» **Given exercise 1**
Answer these questions from the SQLite performance thread, one line each:
(a) Which three tools did oryann9 schedule in a cron job?
(b) Which command for measuring time taken in SQLite had Simon Slavin already mentioned?
(c) Which tool does Kees Nuyt suggest trying "if you are rich"?

2009-09-29 Thread Kees Nuyt
[quoting fixed]

On Tue, 29 Sep 2009 09:11:52 -0700 (PDT), oryann9
 wrote:


> Kees Nuyt wrote:
>>
>> oryann9  wrote:
>>>Is there a method, set of tools to gather and show
>>>either graphically or non-graphically the performance
>>>of SQLite3 databases?
>>>I am trying to determine the current memory, disk IO
>>>and cpu load all DB transactions place on our server.

>>Set up a suite of benchmark queries and use the performance
>>tools of your operating system, vmstat, iostat, etc..
>>You can also try sar, or if you are rich, TeamQuest.

>I did do this, set-up a cron job using vmstat, free and top.

That's a good start. Don't forget iostat. On top of that,
Simon Slavin already told you how to measure time taken in
SQLite with the .timer ON command.

>I do not know how to set-up a 'suite of benchmark queries'.

» **Given exercise 2**
Arrange the entries as a two-column CSV with the headers request and box, starting at the line that has "A wildlife trail-camera captured the image below. Detect the sky" and ending after the line that has "[0,0,1000,338]". Give one row per entry, put each field in quotation marks with line breaks replaced by spaces, and leave out the pictures.

» **Records provided**
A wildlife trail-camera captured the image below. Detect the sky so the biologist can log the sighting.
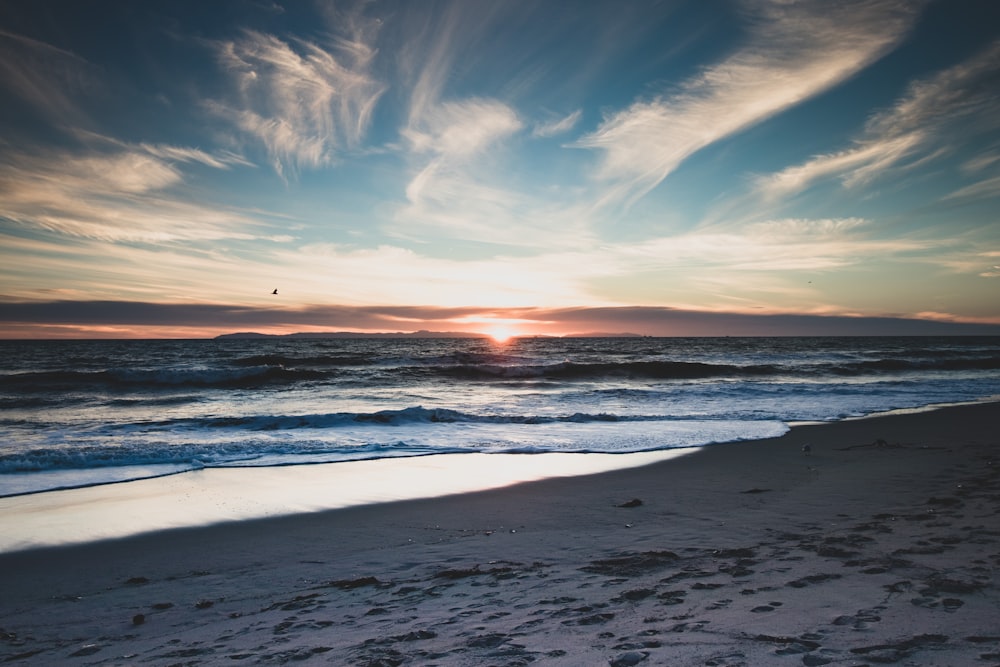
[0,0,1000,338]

* * *

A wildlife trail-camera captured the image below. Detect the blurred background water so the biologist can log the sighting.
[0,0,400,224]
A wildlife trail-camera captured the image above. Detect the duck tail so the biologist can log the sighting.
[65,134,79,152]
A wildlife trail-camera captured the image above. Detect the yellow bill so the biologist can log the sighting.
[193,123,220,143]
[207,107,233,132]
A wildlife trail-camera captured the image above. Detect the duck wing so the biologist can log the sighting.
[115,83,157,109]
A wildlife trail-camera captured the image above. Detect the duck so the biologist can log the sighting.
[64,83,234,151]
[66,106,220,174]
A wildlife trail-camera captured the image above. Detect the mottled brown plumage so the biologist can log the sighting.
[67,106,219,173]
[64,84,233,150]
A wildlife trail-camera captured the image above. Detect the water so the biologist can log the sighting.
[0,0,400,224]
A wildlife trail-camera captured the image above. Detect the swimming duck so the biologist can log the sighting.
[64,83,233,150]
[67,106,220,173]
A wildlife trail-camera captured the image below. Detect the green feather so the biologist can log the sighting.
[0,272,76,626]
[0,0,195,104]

--

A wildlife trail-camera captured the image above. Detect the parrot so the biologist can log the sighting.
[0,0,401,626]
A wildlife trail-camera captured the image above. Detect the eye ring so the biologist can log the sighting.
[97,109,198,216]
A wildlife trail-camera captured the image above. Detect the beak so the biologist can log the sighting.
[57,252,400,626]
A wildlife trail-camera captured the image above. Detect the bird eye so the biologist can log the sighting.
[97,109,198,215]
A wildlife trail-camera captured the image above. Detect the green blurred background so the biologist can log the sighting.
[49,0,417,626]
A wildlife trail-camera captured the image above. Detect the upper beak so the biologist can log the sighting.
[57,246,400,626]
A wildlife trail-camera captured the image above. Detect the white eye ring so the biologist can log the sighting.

» **Answer 1**
(a) vmstat, free and top
(b) .timer ON
(c) TeamQuest

» **Answer 2**
request,box
"A wildlife trail-camera captured the image below. Detect the sky so the biologist can log the sighting.","[0,0,1000,338]"